--- DATA SUPPLIED ---

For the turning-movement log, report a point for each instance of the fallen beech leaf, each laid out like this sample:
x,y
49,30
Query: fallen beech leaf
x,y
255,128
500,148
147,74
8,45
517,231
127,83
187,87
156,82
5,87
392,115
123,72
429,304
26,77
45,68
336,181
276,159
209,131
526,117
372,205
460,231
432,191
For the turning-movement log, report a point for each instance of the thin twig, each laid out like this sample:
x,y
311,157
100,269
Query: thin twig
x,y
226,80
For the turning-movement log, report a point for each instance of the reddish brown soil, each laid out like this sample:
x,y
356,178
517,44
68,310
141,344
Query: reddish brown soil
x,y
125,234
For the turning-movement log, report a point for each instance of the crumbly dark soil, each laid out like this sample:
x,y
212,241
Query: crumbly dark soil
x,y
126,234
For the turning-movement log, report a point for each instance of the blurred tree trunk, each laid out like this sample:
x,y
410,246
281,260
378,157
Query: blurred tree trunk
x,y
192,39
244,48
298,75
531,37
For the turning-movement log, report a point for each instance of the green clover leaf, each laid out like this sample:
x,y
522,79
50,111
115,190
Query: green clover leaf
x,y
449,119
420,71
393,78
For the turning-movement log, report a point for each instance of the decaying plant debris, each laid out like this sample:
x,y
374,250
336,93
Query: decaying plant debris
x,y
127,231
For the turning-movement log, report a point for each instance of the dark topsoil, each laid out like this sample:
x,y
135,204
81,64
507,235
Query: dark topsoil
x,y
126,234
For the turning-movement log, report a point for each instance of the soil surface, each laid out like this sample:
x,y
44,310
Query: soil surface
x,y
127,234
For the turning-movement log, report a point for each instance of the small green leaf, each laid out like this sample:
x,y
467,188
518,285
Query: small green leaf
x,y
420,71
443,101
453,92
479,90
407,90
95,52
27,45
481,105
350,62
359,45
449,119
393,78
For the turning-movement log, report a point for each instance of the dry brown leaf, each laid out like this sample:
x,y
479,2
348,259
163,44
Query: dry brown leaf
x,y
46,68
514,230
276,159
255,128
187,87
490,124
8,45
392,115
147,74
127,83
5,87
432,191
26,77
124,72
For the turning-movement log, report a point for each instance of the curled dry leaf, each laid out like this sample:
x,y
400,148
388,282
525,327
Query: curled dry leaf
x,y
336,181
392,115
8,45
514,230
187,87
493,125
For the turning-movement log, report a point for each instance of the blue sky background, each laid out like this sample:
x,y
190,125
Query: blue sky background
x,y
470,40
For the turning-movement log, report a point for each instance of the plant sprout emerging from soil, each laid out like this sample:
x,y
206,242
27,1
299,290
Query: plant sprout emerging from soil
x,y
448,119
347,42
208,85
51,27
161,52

---

* _YOUR TASK_: Rewrite the records from the line containing "of the plant" through the end of the records, replacing "plant sprout" with "young shoot" and leaving everything else unchanged.

* _SOLUTION BELOW_:
For the turning-movement log, report a point for each instance of the young shoot emerging from soil, each laid out like this sample:
x,y
206,242
27,1
299,290
Query: young shoot emerging from soil
x,y
448,119
347,42
208,85
51,27
161,52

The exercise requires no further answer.